● Text block:
⟨

Daily brushing and flossing will keep dental calculus to a minimum, but a professional cleaning will remove calculus in places your toothbrush and floss have missed. Your visit to our office is an important part of your program to prevent gum disease. Keep your teeth for your lifetime.
How to Brush
For the most effective cleaning, Dr. Lowenguth recommends a soft toothbrush.
Position the brush at a 45-degree angle where your gums and teeth meet. Gently move the brush in a circular motion several times using small, gentle strokes brushing the outside surfaces of your teeth. Use light pressure while putting the bristles between the teeth.
When you are done cleaning the outside surfaces of all your teeth, follow the same directions while cleaning the inside of the back teeth.
To clean the inside surfaces of the upper and lower front teeth, hold the brush vertically. Don’t forget to gently brush the surrounding gum tissue.
How to Floss
Start with a piece of floss about 18” long. Lightly wrap most of the floss around the middle finger of one hand. Wrap the rest of the floss around the middle finger of the other hand.

⟩

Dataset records

⟨

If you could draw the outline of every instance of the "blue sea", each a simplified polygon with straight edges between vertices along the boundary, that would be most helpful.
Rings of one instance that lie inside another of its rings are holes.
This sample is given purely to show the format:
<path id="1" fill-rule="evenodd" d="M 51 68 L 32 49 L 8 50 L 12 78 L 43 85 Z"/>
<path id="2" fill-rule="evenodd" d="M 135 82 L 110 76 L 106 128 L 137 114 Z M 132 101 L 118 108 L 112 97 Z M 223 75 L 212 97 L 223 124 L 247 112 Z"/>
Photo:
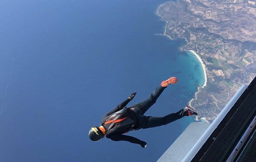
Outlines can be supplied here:
<path id="1" fill-rule="evenodd" d="M 0 161 L 156 162 L 193 121 L 127 134 L 146 141 L 88 137 L 134 91 L 132 105 L 175 76 L 145 114 L 176 112 L 204 78 L 183 39 L 161 34 L 165 0 L 0 2 Z"/>

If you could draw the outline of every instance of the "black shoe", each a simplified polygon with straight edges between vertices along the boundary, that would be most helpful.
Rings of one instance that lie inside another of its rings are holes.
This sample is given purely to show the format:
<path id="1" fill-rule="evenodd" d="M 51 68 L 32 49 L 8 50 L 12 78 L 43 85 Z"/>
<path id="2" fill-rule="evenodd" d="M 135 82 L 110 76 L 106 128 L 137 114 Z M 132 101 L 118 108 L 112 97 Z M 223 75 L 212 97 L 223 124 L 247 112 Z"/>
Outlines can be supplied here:
<path id="1" fill-rule="evenodd" d="M 191 116 L 193 115 L 197 115 L 197 112 L 194 109 L 189 106 L 186 106 L 183 109 L 184 112 L 183 113 L 183 116 Z"/>

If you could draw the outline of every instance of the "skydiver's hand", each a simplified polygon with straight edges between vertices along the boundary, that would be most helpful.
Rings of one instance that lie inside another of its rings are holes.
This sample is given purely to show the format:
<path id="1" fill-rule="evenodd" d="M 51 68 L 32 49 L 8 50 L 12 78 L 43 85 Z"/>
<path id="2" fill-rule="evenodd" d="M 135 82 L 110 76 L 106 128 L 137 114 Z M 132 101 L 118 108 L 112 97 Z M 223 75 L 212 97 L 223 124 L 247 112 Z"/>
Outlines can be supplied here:
<path id="1" fill-rule="evenodd" d="M 141 147 L 143 148 L 146 148 L 146 147 L 147 147 L 147 142 L 143 141 L 141 141 L 140 146 L 141 146 Z"/>
<path id="2" fill-rule="evenodd" d="M 134 99 L 134 97 L 135 96 L 135 95 L 136 95 L 136 93 L 137 92 L 134 92 L 134 93 L 132 93 L 131 96 L 130 96 L 128 97 L 128 99 L 129 99 L 131 100 L 133 100 L 133 99 Z"/>

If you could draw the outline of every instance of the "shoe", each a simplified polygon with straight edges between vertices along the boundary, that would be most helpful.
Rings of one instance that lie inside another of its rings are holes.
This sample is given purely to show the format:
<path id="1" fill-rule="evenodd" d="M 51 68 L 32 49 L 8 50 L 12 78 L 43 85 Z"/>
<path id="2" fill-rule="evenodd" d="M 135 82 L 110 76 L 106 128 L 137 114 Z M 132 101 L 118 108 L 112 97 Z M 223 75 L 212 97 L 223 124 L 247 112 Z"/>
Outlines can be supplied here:
<path id="1" fill-rule="evenodd" d="M 166 87 L 169 85 L 175 84 L 178 82 L 178 79 L 175 77 L 171 77 L 169 79 L 163 81 L 161 83 L 161 86 Z"/>
<path id="2" fill-rule="evenodd" d="M 184 112 L 183 113 L 183 116 L 191 116 L 193 115 L 197 115 L 197 112 L 193 108 L 189 106 L 186 106 L 185 108 L 183 109 Z"/>

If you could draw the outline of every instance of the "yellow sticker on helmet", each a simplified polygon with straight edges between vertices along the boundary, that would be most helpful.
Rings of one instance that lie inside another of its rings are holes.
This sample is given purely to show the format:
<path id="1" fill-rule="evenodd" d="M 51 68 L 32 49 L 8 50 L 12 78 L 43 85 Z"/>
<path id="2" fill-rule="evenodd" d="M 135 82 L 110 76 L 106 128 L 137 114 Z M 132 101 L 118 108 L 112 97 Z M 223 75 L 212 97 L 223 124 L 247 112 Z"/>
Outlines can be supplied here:
<path id="1" fill-rule="evenodd" d="M 98 132 L 97 132 L 97 130 L 96 130 L 96 129 L 95 129 L 95 128 L 92 127 L 92 129 L 93 129 L 94 131 L 95 132 L 95 133 L 96 133 L 97 135 L 99 136 L 99 134 L 98 133 Z"/>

⟩

● Work order 1: Print the brushing and flossing passage from "When you are" to "surrounding gum tissue.".
● Work order 2: Summarize the brushing and flossing passage in two sentences.

● Output 1:
When you are done cleaning the outside surfaces of all your teeth, follow the same directions while cleaning the inside of the back teeth.
To clean the inside surfaces of the upper and lower front teeth, hold the brush vertically. Don’t forget to gently brush the surrounding gum tissue.

● Output 2: Daily brushing and flossing keep dental calculus to a minimum, while a professional cleaning removes calculus they miss and is an important part of preventing gum disease. Dr. Lowenguth recommends a soft toothbrush held at a 45-degree angle where gums and teeth meet and moved in small, gentle circular strokes over the outside and inside surfaces, and flossing starts with about 18 inches of floss wrapped around the middle finger of each hand.